引用文
本発明は平版印刷版のスプレー塗布用版面洗浄剤に関し、より詳しくは平版印刷版の非画像領域の汚れに対する汚れ除去能力、不感脂化作用、並びに安全性及び生産性を兼ね備えた版面洗浄剤に関する。本発明はさらに、このような版面洗浄剤をスプレー塗布することによる平版印刷版の洗浄方法に関する。
平版印刷は、水と油が本質的に混り合わない性質を巧みに利用した印刷方式であり、印刷版面は水を受容し油性インキを反撥する領域と水を反撥して油性インキを受容する領域からなり、前者が非画像域であり、後者が画像域である。従ってその均衡が崩れ、例えば非画像域の親水性が何らかの原因で劣化するとしばしばその領域にインキが付着し、いわゆる「地汚れ」となる。このような地汚れが発生する場合は多種多様であるが、代表的なものは平版印刷版を高耐刷力とするために施されるバーニング等の処置を施した場合や、平版印刷版の版面を不感脂化ガムで保護することなく大気中に放置した場合がある。このような現象は、印刷時に印刷機のトラブル又は休憩時間等で印刷機を停止した場合等においても同様に起きることがある。従って通常、印刷機を停止する場合、印刷関係者等は不感脂化ガム液を塗布する習慣がある。また、不感脂化ガムが塗布されていない平版印刷版の非画像域に親油性の物が付着し放置された場合、その部分が感脂化され、汚れとなる。例えば指紋等の跡が印刷物の背景に現れるのも同様な原因によるものである。更にまた、非画像域に傷が付いた場合であり、この場合は傷の中にインキが詰まり、次第に感脂化されて汚れとなる。
上述のような、汚れの発生した平版印刷版は、版面のインキを除去するとともに、非画像域の親水性を回復せしめるためのいわゆる版面洗浄剤(プレートクリーナーと呼ぶこともある。)で処理されるものが通例である。
かかる版面洗浄剤の一つとして、従来珪酸塩水溶液からなるものが知られていた(例えば、特許文献1参照。)。しかしながら、この版面洗浄剤は不感脂化作用が極めて高いという効果を有するものの、アルカリ性のため水性アルカリ現像液で現像される感光性平版印刷版、例えば特公昭43−28403号、米国特許第3,046,120号明細書等に記載されているo−キノンジアジド化合物からなる感光層を有するポジ作用感光性平版印刷版又は特開昭54−98613号、英国特許1,350,521号に記載されているような酸性基を有するバインダーとジアゾ樹脂からなる感光層を有するネガ作用感光性平版印刷版等から製版された平版印刷版に使用すると画像域の一部が侵されたり、インキの付着性が劣化するという問題があった。
他方、蓚酸を用いたプレートクリーナーが提案されている(例えば、特許文献2参照。)。この蓚酸を用いたクリーナーは不感脂化力が弱く、金属支持体を腐食する作用が強いため、アルミニウム板を支持体とする通常の感光性平版印刷版(PS版と称されている。)の支持体表面に施されている親水層(例えば米国特許第2,714,066号明細書に記載されているような親水化処理により形成された層)が破壊され、汚れを引起し易いので金属支持体には適性がない。

提供一覧
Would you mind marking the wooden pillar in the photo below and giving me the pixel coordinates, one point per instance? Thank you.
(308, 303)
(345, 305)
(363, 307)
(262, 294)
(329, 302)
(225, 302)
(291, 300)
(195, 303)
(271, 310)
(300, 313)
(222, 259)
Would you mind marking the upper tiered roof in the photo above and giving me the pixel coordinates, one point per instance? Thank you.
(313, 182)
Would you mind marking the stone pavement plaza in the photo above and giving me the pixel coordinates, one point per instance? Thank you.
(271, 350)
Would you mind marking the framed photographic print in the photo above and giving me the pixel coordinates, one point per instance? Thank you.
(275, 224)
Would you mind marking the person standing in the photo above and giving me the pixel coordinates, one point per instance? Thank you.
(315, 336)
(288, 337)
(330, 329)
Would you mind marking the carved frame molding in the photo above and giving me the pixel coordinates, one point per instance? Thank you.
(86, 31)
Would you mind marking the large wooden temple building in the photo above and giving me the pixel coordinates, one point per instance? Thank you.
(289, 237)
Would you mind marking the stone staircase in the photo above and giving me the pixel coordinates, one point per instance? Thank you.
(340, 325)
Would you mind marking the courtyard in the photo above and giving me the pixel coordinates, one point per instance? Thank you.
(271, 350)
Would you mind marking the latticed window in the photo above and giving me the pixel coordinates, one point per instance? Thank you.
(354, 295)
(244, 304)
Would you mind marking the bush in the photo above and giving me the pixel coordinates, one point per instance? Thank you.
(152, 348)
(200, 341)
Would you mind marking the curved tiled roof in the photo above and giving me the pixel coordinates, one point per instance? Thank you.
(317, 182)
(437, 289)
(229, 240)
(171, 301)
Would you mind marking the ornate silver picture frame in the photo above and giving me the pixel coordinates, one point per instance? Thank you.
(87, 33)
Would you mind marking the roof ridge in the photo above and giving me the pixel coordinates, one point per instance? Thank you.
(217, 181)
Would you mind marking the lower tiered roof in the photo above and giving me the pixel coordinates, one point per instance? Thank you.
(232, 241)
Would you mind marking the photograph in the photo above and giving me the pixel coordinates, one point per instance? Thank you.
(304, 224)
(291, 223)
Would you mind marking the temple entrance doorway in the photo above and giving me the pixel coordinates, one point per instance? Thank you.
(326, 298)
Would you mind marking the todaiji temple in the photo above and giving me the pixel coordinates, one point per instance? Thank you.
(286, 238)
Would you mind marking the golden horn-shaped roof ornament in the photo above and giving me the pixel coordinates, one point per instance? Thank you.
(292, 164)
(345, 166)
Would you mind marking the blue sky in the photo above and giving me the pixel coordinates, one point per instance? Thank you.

問題と課題
1) 引用文の要点を2文でまとめると、どうなりますか？
2) 引用文に出てくる特許のうち、番号が明記されているものをすべて挙げるとどれになりますか？
3) 引用文の「平版印刷は、水と油が本質的に」から「第に感脂化されて汚れとなる。」までを、そのまま書き写してもらえますか？

回答
1) 本発明は、平版印刷版の非画像領域の汚れ除去能力、不感脂化作用、安全性及び生産性を兼ね備えたスプレー塗布用版面洗浄剤と、それをスプレー塗布する洗浄方法に関するものである。従来の珪酸塩水溶液からなる版面洗浄剤はアルカリ性のため画像域の一部を侵したりインキの付着性を劣化させたりする問題があり、蓚酸を用いたクリーナーは不感脂化力が弱く金属支持体を腐食する作用が強いため、金属支持体には適性がない。

2)
特公昭43−28403号
米国特許第3,046,120号
特開昭54−98613号
英国特許1,350,521号
米国特許第2,714,066号

3)
平版印刷は、水と油が本質的に混り合わない性質を巧みに利用した印刷方式であり、印刷版面は水を受容し油性インキを反撥する領域と水を反撥して油性インキを受容する領域からなり、前者が非画像域であり、後者が画像域である。従ってその均衡が崩れ、例えば非画像域の親水性が何らかの原因で劣化するとしばしばその領域にインキが付着し、いわゆる「地汚れ」となる。このような地汚れが発生する場合は多種多様であるが、代表的なものは平版印刷版を高耐刷力とするために施されるバーニング等の処置を施した場合や、平版印刷版の版面を不感脂化ガムで保護することなく大気中に放置した場合がある。このような現象は、印刷時に印刷機のトラブル又は休憩時間等で印刷機を停止した場合等においても同様に起きることがある。従って通常、印刷機を停止する場合、印刷関係者等は不感脂化ガム液を塗布する習慣がある。また、不感脂化ガムが塗布されていない平版印刷版の非画像域に親油性の物が付着し放置された場合、その部分が感脂化され、汚れとなる。例えば指紋等の跡が印刷物の背景に現れるのも同様な原因によるものである。更にまた、非画像域に傷が付いた場合であり、この場合は傷の中にインキが詰まり、次第に感脂化されて汚れとなる。